EXCERPT start
# Audio Feature Extraction and Visualization

This notebook demonstrates the extraction and visualization of audio features for emotion recognition using the CREMA-D dataset.

We'll explore:
1. Audio preprocessing techniques
2. Feature extraction methods
3. Visualization of features across different emotions
4. Feature distribution analysis

In [15]:
import os
import sys
import numpy as np
import pandas as pd
import matplotlib.pyplot as plt
import seaborn as sns
import librosa
import librosa.display
from IPython.display import Audio
from tqdm.notebook import tqdm
from sklearn.preprocessing import StandardScaler
from sklearn.decomposition import PCA
from sklearn.manifold import TSNE

# Add the src directory to the path
module_path = os.path.abspath(os.path.join('..'))
if module_path not in sys.path:
    sys.path.append(module_path)

from src.utils import load_config
from src.cremad_loader import CREMADDataLoader
from src.preprocessing import AudioPreprocessor
from src.features import FeatureExtractor

# Set some plotting parameters
plt.style.use('seaborn-v0_8-whitegrid')
sns.set_context("notebook", font_scale=1.5)

# Suppress warnings
import warnings
warnings.filterwarnings('ignore')

## 1. Load the Dataset

In [16]:
# Load configuration
config = load_config('../config.yaml')
print("Configuration loaded successfully")

# Create data loader
data_loader = CREMADDataLoader('../config.yaml')

# Load a subset of the dataset (stratified by emotion)
metadata_df, audio_data = data_loader.load_dataset(limit=60, stratify_by='emotion')

print(f"Loaded {len(metadata_df)} audio samples")

2025-04-09 14:24:30,402 - src.cremad_loader - INFO - Found 0 audio files


Configuration loaded successfully


Processing metadata: 0it [00:00, ?it/s]


Loaded 0 audio samples


In [17]:
# Display dataset statistics
print("\nEmotion distribution:")
emotion_counts = metadata_df['emotion'].value_counts()
print(emotion_counts)

print("\nIntensity distribution:")
EXCERPT end
__ACTIONS TO TAKE__
A. Reproduce the part of the audio feature extraction notebook above that begins at the words "# Suppress warnings" and ends after the words "data_loader = CREMADDataLoader('../config.yaml')".
B. Write what comes next in the audio feature extraction notebook above, starting after its final statement.
SOURCE MATERIAL start
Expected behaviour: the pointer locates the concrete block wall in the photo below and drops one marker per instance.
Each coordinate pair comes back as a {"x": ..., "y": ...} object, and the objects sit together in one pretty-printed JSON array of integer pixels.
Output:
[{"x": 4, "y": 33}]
SOURCE MATERIAL end
__ANSWERS TO EACH TASK__
A.
# Suppress warnings
import warnings
warnings.filterwarnings('ignore')

## 1. Load the Dataset

In [16]:
# Load configuration
config = load_config('../config.yaml')
print("Configuration loaded successfully")

# Create data loader
data_loader = CREMADDataLoader('../config.yaml')

B.
intensity_counts = metadata_df['intensity'].value_counts()
print(intensity_counts)

print("\nGender distribution:")
gender_counts = metadata_df['gender'].value_counts()
print(gender_counts)

# Plot emotion distribution
plt.figure(figsize=(10, 6))
sns.countplot(data=metadata_df, x='emotion', palette='viridis')
plt.title('Emotion Distribution')
plt.xlabel('Emotion')
plt.ylabel('Count')
plt.xticks(rotation=45)
plt.tight_layout()
plt.show()


Emotion distribution:


KeyError: 'emotion'

## 2. Audio Preprocessing

Let's apply our preprocessing pipeline to one sample from each emotion and visualize the results.

In [None]:
# Initialize preprocessor
preprocessor = AudioPreprocessor(config_path=os.path.join('..', 'config.yaml'))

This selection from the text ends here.